Copy every one of the rows below verbatim, leaving out the pictures.

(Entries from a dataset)
○ ○ ○ ○

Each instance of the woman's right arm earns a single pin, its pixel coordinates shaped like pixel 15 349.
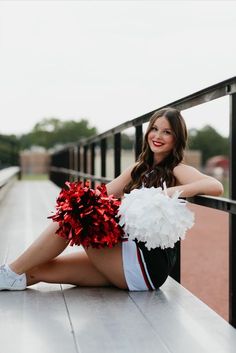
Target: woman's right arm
pixel 116 186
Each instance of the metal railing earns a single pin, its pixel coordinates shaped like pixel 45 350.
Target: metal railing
pixel 77 161
pixel 7 178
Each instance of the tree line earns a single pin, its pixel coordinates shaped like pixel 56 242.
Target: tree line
pixel 50 132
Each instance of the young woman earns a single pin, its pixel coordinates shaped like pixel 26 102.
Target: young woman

○ ○ ○ ○

■ SOLUTION FOR THIS PROBLEM:
Each instance of the woman's right arm earns a single pin, its pixel coordinates shaped like pixel 15 349.
Target: woman's right arm
pixel 116 186
Each instance of the metal railing earns a single pin, its pixel coordinates shaped like pixel 45 350.
Target: metal railing
pixel 77 161
pixel 7 178
Each instance of the tree line earns a single pin, its pixel coordinates shaped like pixel 56 242.
Target: tree line
pixel 50 132
Each instance of the young woman earns a single pin, its pixel coordinates shaped like pixel 26 102.
Target: young woman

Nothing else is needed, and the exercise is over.